Instructions for the task
Where the listing below has a line with "Target: spherical arena dome", write out exactly that line and every line after it, stopping after the line with "Target: apartment building".

Available data
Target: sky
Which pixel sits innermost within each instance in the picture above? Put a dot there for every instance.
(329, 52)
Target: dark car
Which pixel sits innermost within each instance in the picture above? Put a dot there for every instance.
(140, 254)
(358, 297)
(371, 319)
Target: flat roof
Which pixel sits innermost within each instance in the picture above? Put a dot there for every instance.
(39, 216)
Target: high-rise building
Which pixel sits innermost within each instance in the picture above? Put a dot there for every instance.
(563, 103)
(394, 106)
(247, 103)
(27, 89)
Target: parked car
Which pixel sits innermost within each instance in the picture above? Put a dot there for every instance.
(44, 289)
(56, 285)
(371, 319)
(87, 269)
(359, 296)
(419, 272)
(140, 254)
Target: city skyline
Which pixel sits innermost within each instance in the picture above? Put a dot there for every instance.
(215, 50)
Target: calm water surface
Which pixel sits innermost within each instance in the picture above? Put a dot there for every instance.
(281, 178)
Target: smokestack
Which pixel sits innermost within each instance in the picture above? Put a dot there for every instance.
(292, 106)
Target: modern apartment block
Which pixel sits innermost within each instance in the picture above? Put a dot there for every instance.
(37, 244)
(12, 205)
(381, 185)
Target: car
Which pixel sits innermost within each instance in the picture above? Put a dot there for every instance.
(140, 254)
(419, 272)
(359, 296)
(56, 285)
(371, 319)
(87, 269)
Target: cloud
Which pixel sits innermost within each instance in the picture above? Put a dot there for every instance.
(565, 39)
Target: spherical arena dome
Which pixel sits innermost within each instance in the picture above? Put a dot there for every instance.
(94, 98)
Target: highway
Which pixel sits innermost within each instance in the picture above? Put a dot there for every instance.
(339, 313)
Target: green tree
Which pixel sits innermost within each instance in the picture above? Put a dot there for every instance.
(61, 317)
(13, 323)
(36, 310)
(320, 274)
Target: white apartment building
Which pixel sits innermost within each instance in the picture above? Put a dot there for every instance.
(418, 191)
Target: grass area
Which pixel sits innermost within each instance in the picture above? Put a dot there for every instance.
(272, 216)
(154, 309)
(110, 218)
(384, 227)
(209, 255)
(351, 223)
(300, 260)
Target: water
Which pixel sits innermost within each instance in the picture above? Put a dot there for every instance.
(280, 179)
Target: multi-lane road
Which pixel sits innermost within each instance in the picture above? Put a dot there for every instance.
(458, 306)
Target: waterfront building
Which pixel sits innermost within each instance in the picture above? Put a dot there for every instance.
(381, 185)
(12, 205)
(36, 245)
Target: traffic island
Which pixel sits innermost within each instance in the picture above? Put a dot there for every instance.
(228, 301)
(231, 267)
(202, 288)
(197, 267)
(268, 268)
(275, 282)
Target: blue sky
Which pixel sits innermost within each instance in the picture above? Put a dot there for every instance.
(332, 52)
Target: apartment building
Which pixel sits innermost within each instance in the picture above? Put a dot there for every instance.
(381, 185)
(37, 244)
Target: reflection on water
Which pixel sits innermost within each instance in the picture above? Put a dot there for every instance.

Your response
Target: spherical arena dome
Which pixel sits innermost within each instance in the picture above? Put a dot there for every instance.
(94, 98)
Target: highway
Which pixel sits innermost within each instance in the picture above? Put a dot there for every instance.
(339, 313)
Target: green tree
Which pixel sits innermost within each instance in the picture above? Put a dot there for every instance.
(61, 317)
(13, 323)
(36, 310)
(320, 274)
Target: white apartment building
Which pixel sits innermost within each instance in the picture above? Put a dot there for every instance.
(418, 191)
Target: grass area
Which pixel sits innermost within each instance in the picture above? Put a dot there for every instance.
(272, 216)
(154, 309)
(110, 218)
(384, 227)
(209, 255)
(351, 223)
(300, 260)
Target: water
Which pixel sits innermost within each instance in the picture above? Put a dot there for every instance.
(280, 179)
Target: multi-lane road
Which pixel sits innermost within each instance in the picture above? Put a dot there for every instance.
(458, 306)
Target: waterfront building
Which pixel sits innermost within each instance in the picture above? Put a dot there for every instance.
(381, 185)
(12, 205)
(36, 245)
Target: traffic island
Which pixel sits innermost within each instance in the picture above? Put a dot there for every instance.
(228, 301)
(231, 267)
(202, 288)
(197, 267)
(268, 268)
(275, 282)
Target: blue sky
Which pixel sits innermost within each instance in the picture above? Put a dot there for every instance.
(332, 52)
Target: apartment building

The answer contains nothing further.